- [EXERCISE DESCRIPTION]
Write out every entry exactly as it appears.

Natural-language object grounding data
╔══

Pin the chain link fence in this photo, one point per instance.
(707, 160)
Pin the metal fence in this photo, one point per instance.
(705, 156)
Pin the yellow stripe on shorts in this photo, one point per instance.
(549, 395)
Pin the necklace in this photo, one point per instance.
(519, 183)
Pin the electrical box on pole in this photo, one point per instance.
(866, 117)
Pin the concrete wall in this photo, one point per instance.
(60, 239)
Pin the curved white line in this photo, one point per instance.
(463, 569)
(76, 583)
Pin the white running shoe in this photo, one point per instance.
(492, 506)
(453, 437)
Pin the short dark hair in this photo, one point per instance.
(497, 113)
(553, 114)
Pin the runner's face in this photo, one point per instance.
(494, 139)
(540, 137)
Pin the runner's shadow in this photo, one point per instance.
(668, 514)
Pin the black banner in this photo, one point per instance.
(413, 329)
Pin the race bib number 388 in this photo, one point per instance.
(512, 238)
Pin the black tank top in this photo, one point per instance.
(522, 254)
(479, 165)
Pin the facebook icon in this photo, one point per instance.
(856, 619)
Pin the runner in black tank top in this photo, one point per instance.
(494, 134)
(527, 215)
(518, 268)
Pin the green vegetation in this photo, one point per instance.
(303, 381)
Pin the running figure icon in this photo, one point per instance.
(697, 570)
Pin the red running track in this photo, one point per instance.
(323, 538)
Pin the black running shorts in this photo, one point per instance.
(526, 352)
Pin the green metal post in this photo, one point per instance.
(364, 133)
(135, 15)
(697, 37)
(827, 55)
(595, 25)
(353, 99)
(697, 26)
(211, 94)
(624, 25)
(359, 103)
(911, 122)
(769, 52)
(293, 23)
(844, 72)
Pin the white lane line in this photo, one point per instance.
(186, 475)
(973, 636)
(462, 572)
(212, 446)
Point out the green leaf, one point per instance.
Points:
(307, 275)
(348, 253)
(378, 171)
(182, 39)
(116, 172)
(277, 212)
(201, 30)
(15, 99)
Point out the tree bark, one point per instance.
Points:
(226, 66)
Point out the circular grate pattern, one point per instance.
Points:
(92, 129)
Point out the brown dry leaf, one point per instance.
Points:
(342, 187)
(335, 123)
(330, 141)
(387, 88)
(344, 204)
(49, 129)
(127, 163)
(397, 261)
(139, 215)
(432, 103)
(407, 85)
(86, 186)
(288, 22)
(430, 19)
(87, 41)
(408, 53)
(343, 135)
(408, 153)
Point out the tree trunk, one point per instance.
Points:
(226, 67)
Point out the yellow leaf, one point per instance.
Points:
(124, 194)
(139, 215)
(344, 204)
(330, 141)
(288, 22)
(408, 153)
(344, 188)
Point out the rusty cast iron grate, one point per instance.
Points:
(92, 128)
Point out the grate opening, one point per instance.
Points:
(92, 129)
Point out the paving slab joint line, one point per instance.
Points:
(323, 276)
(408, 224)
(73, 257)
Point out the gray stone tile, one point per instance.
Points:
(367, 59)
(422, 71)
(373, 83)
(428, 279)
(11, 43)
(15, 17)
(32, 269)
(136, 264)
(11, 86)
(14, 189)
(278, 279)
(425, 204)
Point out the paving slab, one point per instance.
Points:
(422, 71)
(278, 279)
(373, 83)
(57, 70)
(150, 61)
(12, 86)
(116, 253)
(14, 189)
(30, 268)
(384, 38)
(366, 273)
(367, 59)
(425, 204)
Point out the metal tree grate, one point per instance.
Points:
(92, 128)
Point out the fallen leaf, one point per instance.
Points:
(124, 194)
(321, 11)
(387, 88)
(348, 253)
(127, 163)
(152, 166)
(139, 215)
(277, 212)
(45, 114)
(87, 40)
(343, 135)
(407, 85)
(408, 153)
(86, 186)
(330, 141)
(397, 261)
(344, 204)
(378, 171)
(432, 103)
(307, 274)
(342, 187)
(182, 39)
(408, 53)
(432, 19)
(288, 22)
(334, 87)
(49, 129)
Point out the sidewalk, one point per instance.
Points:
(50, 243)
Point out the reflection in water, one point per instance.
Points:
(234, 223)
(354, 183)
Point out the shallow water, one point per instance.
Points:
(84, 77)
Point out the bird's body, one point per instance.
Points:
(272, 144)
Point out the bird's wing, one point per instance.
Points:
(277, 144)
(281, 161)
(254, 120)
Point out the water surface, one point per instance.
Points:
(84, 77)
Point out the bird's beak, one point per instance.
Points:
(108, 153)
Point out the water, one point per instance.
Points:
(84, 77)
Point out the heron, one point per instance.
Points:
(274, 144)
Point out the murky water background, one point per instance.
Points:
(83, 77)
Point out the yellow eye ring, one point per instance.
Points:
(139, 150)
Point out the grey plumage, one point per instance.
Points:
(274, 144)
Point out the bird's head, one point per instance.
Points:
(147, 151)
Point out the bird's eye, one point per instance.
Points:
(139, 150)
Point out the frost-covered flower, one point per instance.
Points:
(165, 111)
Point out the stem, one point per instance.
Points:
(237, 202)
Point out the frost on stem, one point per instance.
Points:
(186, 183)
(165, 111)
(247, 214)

╚══

- [EXPECTED ANSWER]
Pin the chain link fence in this photo, one point per instance.
(707, 160)
Pin the metal fence in this photo, one point per instance.
(705, 156)
Pin the yellow stripe on shorts in this photo, one point per instance.
(549, 395)
Pin the necklace in this photo, one point per instance.
(519, 183)
Pin the electrical box on pole in this photo, one point per instance.
(866, 117)
Pin the concrete wall in this photo, one point per instance.
(60, 239)
Pin the curved white line in this photo, one point per instance.
(463, 569)
(76, 583)
Pin the white running shoe in this photo, one point per instance.
(492, 506)
(453, 437)
Pin the short dark hair in this photo, one point per instance.
(497, 113)
(553, 114)
Pin the runner's face in this photo, one point per instance.
(494, 139)
(540, 137)
Pin the runner's shadow in this photo, one point per instance.
(668, 514)
Pin the black banner in this photo, one point per instance.
(413, 329)
Pin the race bib number 388 in this photo, one point per instance.
(512, 238)
Pin the black tank top in this photo, one point per instance.
(522, 254)
(479, 165)
Pin the facebook icon in this photo, one point per instance.
(856, 619)
Pin the runner in black tank top in this photo, one point per instance.
(494, 134)
(527, 215)
(518, 268)
Pin the green vegetation in this photo, one point per instance.
(303, 381)
Pin the running figure icon in this photo, one point per instance.
(697, 570)
Pin the red running track in this photo, one point per instance.
(323, 538)
Pin the black running shorts in this photo, one point per instance.
(526, 352)
Pin the green metal post in this photo, one point per instance.
(364, 133)
(135, 15)
(697, 37)
(827, 55)
(595, 25)
(353, 99)
(697, 26)
(211, 94)
(624, 25)
(359, 103)
(911, 122)
(769, 52)
(293, 23)
(844, 72)
Pin the white lane line in this photo, one point per instance.
(186, 475)
(973, 636)
(462, 572)
(212, 446)
Point out the green leaf, one point per instance.
Points:
(307, 275)
(348, 253)
(378, 171)
(182, 39)
(116, 172)
(277, 212)
(201, 30)
(15, 99)
Point out the tree bark, one point per instance.
Points:
(226, 66)
Point out the circular grate pattern, one point per instance.
Points:
(92, 129)
Point out the brown dry leaf, one point per instance.
Points:
(342, 187)
(335, 123)
(330, 141)
(387, 88)
(344, 204)
(49, 129)
(127, 163)
(397, 261)
(139, 215)
(432, 103)
(407, 85)
(86, 186)
(288, 22)
(430, 19)
(87, 41)
(408, 53)
(343, 135)
(408, 153)
Point out the tree trunk, one point per instance.
Points:
(226, 67)
Point out the yellow leaf, one point per instance.
Points:
(124, 194)
(139, 215)
(344, 204)
(330, 141)
(288, 22)
(408, 153)
(344, 188)
Point out the rusty cast iron grate, one point per instance.
Points:
(92, 128)
Point out the grate opening, one point per instance.
Points:
(92, 129)
Point out the paving slab joint line, one point per instance.
Points:
(323, 276)
(408, 224)
(73, 257)
Point out the gray stone tile, one point per instance.
Points:
(367, 59)
(422, 71)
(373, 83)
(428, 279)
(11, 43)
(15, 17)
(32, 269)
(136, 264)
(11, 86)
(14, 189)
(278, 279)
(425, 204)
Point out the paving slab, one point per instance.
Points:
(422, 71)
(278, 279)
(373, 83)
(57, 70)
(150, 61)
(12, 86)
(116, 253)
(14, 189)
(30, 268)
(384, 38)
(366, 273)
(367, 59)
(425, 204)
Point out the metal tree grate, one point per instance.
Points:
(92, 128)
Point out the fallen leaf, one point per instance.
Points:
(124, 194)
(321, 11)
(387, 88)
(348, 253)
(127, 163)
(152, 166)
(139, 215)
(277, 212)
(45, 114)
(87, 40)
(343, 135)
(407, 85)
(408, 153)
(86, 186)
(330, 141)
(397, 261)
(344, 204)
(378, 171)
(432, 103)
(307, 274)
(342, 187)
(182, 39)
(408, 53)
(432, 19)
(288, 22)
(334, 87)
(49, 129)
Point out the sidewalk, one point per instance.
Points:
(50, 243)
Point out the reflection in water, one point per instance.
Points:
(234, 223)
(354, 183)
Point out the shallow water, one point per instance.
Points:
(84, 77)
Point out the bird's body, one point per instance.
Points:
(272, 144)
Point out the bird's wing, one point per instance.
Points:
(277, 144)
(281, 161)
(254, 120)
Point out the water surface, one point per instance.
Points:
(84, 77)
Point out the bird's beak, one point per instance.
Points:
(108, 153)
Point out the water, one point per instance.
Points:
(84, 77)
Point out the heron, one point per instance.
Points:
(274, 144)
Point out the murky water background, one point per instance.
Points:
(83, 77)
Point out the yellow eye ring, one point per instance.
Points:
(139, 150)
Point out the grey plumage, one point per instance.
Points:
(274, 144)
Point out the bird's head, one point per instance.
Points:
(147, 151)
Point out the bird's eye, one point per instance.
Points:
(139, 150)
Point out the frost-covered flower, one point per instance.
Points:
(165, 111)
Point out the stem, one point per instance.
Points:
(237, 202)
Point out the frost on stem, one point per instance.
Points:
(186, 183)
(165, 111)
(247, 214)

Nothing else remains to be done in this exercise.